======== Stored rows ========

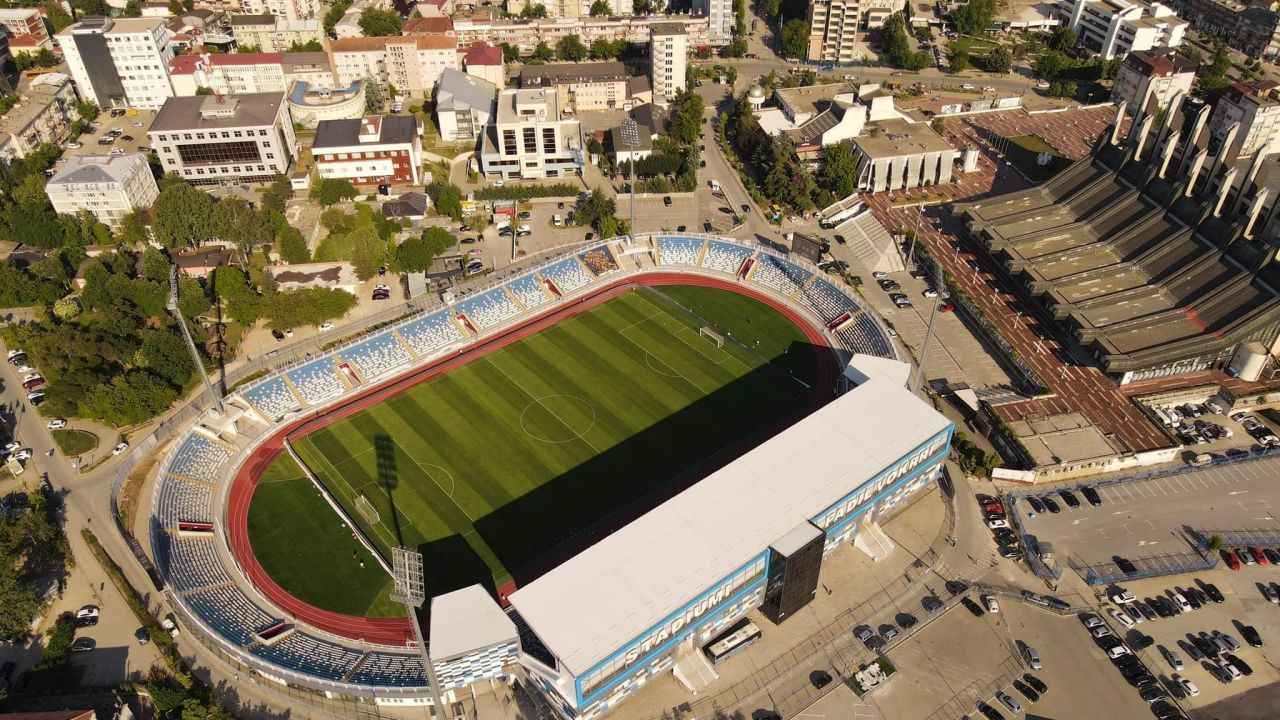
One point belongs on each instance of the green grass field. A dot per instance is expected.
(497, 469)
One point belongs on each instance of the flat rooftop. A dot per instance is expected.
(627, 583)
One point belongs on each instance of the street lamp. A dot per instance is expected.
(630, 133)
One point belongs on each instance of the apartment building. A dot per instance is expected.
(1150, 77)
(580, 87)
(833, 26)
(369, 150)
(225, 139)
(1255, 106)
(272, 33)
(248, 72)
(1116, 27)
(119, 63)
(525, 35)
(44, 114)
(108, 186)
(530, 140)
(412, 64)
(668, 51)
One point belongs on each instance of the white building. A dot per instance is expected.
(108, 186)
(225, 140)
(529, 139)
(119, 63)
(1150, 77)
(668, 53)
(1118, 27)
(412, 64)
(1255, 106)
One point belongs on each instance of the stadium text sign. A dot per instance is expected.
(689, 616)
(888, 478)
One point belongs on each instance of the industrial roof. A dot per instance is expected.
(600, 600)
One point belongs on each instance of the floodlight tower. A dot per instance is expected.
(191, 343)
(411, 591)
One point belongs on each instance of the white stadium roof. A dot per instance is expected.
(600, 600)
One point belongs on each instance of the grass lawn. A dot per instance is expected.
(74, 442)
(502, 466)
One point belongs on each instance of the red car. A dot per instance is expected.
(1232, 560)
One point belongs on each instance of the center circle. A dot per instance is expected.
(557, 418)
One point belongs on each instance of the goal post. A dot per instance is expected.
(366, 510)
(717, 338)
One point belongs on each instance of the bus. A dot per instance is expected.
(732, 641)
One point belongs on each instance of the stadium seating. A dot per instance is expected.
(680, 250)
(430, 333)
(778, 274)
(376, 356)
(725, 256)
(273, 397)
(488, 309)
(193, 564)
(200, 459)
(528, 291)
(318, 381)
(179, 501)
(567, 274)
(229, 611)
(310, 655)
(826, 300)
(391, 669)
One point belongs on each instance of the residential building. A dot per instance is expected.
(668, 51)
(485, 63)
(581, 87)
(23, 22)
(1255, 106)
(119, 63)
(464, 105)
(412, 64)
(369, 150)
(225, 139)
(1116, 27)
(272, 33)
(525, 35)
(896, 154)
(1152, 77)
(108, 186)
(529, 139)
(44, 113)
(833, 26)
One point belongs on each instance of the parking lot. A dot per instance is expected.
(1152, 516)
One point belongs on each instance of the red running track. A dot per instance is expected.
(397, 630)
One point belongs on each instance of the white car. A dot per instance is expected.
(1188, 687)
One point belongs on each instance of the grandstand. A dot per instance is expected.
(213, 591)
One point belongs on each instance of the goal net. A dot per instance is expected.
(712, 336)
(366, 510)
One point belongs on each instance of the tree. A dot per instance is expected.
(330, 191)
(999, 60)
(182, 217)
(380, 23)
(795, 39)
(416, 254)
(571, 49)
(1063, 39)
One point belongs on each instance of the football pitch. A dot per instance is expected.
(498, 469)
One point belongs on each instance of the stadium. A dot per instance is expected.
(602, 460)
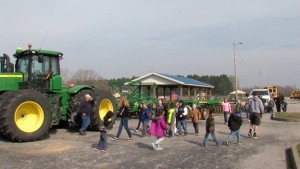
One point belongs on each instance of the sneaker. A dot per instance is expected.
(96, 149)
(104, 151)
(115, 138)
(153, 145)
(82, 132)
(159, 148)
(255, 137)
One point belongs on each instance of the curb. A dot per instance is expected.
(282, 119)
(295, 155)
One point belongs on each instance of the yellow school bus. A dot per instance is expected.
(273, 90)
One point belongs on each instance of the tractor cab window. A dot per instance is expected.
(48, 64)
(54, 65)
(36, 65)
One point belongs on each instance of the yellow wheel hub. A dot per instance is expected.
(29, 116)
(105, 106)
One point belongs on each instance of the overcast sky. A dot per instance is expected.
(122, 38)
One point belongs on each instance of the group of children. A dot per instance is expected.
(173, 121)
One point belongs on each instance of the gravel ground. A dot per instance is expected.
(67, 149)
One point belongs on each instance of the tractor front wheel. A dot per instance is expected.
(25, 115)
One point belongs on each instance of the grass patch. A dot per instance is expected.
(298, 148)
(288, 115)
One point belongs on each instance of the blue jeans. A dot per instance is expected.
(225, 116)
(124, 122)
(237, 133)
(182, 124)
(196, 127)
(102, 144)
(213, 136)
(86, 120)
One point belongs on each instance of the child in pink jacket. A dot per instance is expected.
(226, 107)
(158, 127)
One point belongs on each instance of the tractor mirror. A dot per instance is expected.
(41, 59)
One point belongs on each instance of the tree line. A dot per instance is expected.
(223, 84)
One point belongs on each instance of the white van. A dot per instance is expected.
(264, 93)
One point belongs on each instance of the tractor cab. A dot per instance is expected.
(40, 69)
(5, 65)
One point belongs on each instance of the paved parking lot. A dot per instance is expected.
(66, 149)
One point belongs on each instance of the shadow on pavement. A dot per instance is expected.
(143, 145)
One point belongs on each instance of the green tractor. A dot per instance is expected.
(33, 99)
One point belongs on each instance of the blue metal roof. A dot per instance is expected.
(186, 81)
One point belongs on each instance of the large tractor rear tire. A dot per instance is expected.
(103, 102)
(25, 115)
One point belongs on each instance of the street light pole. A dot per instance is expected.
(235, 75)
(260, 78)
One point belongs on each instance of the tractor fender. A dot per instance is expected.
(78, 88)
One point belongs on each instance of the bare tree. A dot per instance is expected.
(91, 78)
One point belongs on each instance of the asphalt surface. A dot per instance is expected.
(68, 149)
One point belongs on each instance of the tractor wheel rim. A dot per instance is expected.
(105, 106)
(29, 116)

========

Please turn all of the data above into a numbered list, skipping any blank lines and leaving the pictures out.

1. One point belongs on each instance of the green grass field. A dot per instance is expected.
2. (497, 469)
3. One point belongs on each instance of the flat rooftop. A dot per instance is expected.
4. (627, 583)
5. One point belongs on each instance of the street lamp. A dot per instance is expected.
6. (630, 133)
7. One point belongs on each instance of the apartment building. A dot per instance is expected.
8. (1150, 77)
9. (580, 87)
10. (833, 26)
11. (369, 150)
12. (225, 139)
13. (1255, 106)
14. (272, 33)
15. (248, 72)
16. (1116, 27)
17. (119, 63)
18. (525, 35)
19. (44, 114)
20. (108, 186)
21. (530, 140)
22. (412, 64)
23. (668, 51)
24. One point belongs on each instance of the white building. A dot per instance is expected.
25. (108, 186)
26. (225, 140)
27. (529, 139)
28. (119, 63)
29. (1150, 77)
30. (668, 53)
31. (1118, 27)
32. (412, 64)
33. (1255, 106)
34. One point belongs on each instance of the stadium text sign. A dot per instance is expected.
35. (689, 616)
36. (888, 478)
37. One point belongs on each instance of the industrial roof. A dot per instance is expected.
38. (600, 600)
39. One point belongs on each instance of the floodlight tower. A dot per instance is expected.
40. (191, 343)
41. (411, 591)
42. One point belongs on each instance of the white stadium roof. A dot per instance is expected.
43. (600, 600)
44. One point belongs on each instance of the grass lawn. A dot per instance is expected.
45. (74, 442)
46. (502, 466)
47. One point belongs on each instance of the red car. A dot per instance is expected.
48. (1232, 560)
49. One point belongs on each instance of the center circle. A dot per instance is expected.
50. (557, 418)
51. One point belongs on each instance of the goal post. A dot per instance is expected.
52. (366, 510)
53. (717, 338)
54. One point belongs on each instance of the bus. A dot per instance is expected.
55. (732, 641)
56. One point belongs on each instance of the stadium seating. A dot per instance is expected.
57. (680, 250)
58. (430, 333)
59. (778, 274)
60. (376, 356)
61. (725, 256)
62. (273, 397)
63. (488, 309)
64. (193, 564)
65. (200, 459)
66. (528, 291)
67. (318, 381)
68. (179, 501)
69. (567, 274)
70. (229, 611)
71. (310, 655)
72. (826, 300)
73. (391, 669)
74. One point belongs on each instance of the residential building. A dot per instance is expected.
75. (668, 51)
76. (485, 63)
77. (581, 87)
78. (23, 22)
79. (1255, 106)
80. (119, 63)
81. (464, 105)
82. (412, 64)
83. (369, 150)
84. (225, 139)
85. (1116, 27)
86. (272, 33)
87. (525, 35)
88. (896, 154)
89. (1152, 77)
90. (108, 186)
91. (529, 139)
92. (44, 113)
93. (833, 26)
94. One point belongs on each instance of the parking lot. A dot per instance is expected.
95. (1152, 516)
96. One point belongs on each instance of the red running track. A dot per instance is expected.
97. (397, 630)
98. One point belongs on each instance of the white car. A dot per instance is expected.
99. (1188, 687)
100. One point belongs on each instance of the grandstand. A dot per instance is expected.
101. (213, 591)
102. One point belongs on each instance of the goal net. A dot per instance is expected.
103. (712, 336)
104. (366, 510)
105. One point belongs on each instance of the tree. A dot per instance is expected.
106. (330, 191)
107. (999, 60)
108. (182, 217)
109. (380, 23)
110. (795, 39)
111. (416, 254)
112. (571, 49)
113. (1063, 39)
114. One point belongs on each instance of the football pitch. A dot per instance is expected.
115. (498, 469)
116. One point belongs on each instance of the stadium. A dot per instance is expected.
117. (602, 460)
118. One point belongs on each instance of the sneaker. A dot per instance is expected.
119. (96, 149)
120. (104, 151)
121. (115, 138)
122. (153, 145)
123. (82, 132)
124. (159, 148)
125. (255, 137)
126. One point belongs on each instance of the curb. A dot per instance is expected.
127. (282, 119)
128. (295, 155)
129. One point belongs on each instance of the yellow school bus. A dot per instance is expected.
130. (273, 90)
131. One point belongs on each instance of the tractor cab window. A dot per instance is expected.
132. (48, 64)
133. (54, 65)
134. (36, 65)
135. One point belongs on each instance of the yellow wheel hub. A dot per instance is expected.
136. (29, 116)
137. (105, 106)
138. One point belongs on each instance of the overcast sky. A dot per instance is expected.
139. (122, 38)
140. One point belongs on each instance of the group of children. A dot per instance is expected.
141. (173, 121)
142. One point belongs on each instance of the gravel ground. A dot per instance is expected.
143. (67, 149)
144. One point belongs on each instance of the tractor front wheel. A dot per instance is expected.
145. (25, 115)
146. One point belongs on each instance of the grass patch. A dot per instance is expected.
147. (298, 148)
148. (288, 115)
149. One point belongs on each instance of the blue jeans. A dot per instance is expected.
150. (225, 116)
151. (124, 122)
152. (237, 133)
153. (182, 124)
154. (196, 127)
155. (102, 144)
156. (213, 136)
157. (86, 120)
158. One point belongs on each instance of the child in pink jacket. A dot per instance is expected.
159. (226, 107)
160. (158, 127)
161. One point belongs on each instance of the tractor mirror. A dot per instance is expected.
162. (41, 59)
163. One point belongs on each instance of the tree line. A dot per instance is expected.
164. (223, 84)
165. One point belongs on each instance of the white van. A dot per instance is expected.
166. (264, 93)
167. One point belongs on each instance of the tractor cab. A dot per instance is expected.
168. (40, 69)
169. (5, 65)
170. One point belongs on each instance of the paved parking lot. A dot per instance is expected.
171. (66, 149)
172. One point belongs on each instance of the shadow on pavement. A dot per instance is expected.
173. (143, 145)
174. One point belongs on each instance of the green tractor. A dot per instance is expected.
175. (33, 99)
176. One point belongs on each instance of the blue metal roof. A dot per instance is expected.
177. (186, 81)
178. One point belongs on each instance of the large tractor rear tire. A dot per instance is expected.
179. (103, 102)
180. (25, 115)
181. One point belongs on each instance of the street light pole. A dot per instance is expected.
182. (235, 75)
183. (260, 78)
184. One point belongs on each instance of the tractor fender. A dot per instance is expected.
185. (78, 88)
186. One point belongs on each instance of the bare tree. A dot per instance is expected.
187. (91, 78)
188. One point belongs on each instance of the asphalt surface. A dot per instance is expected.
189. (68, 149)
190. One point belongs on each instance of the tractor wheel rim. A dot per instance is expected.
191. (105, 106)
192. (29, 116)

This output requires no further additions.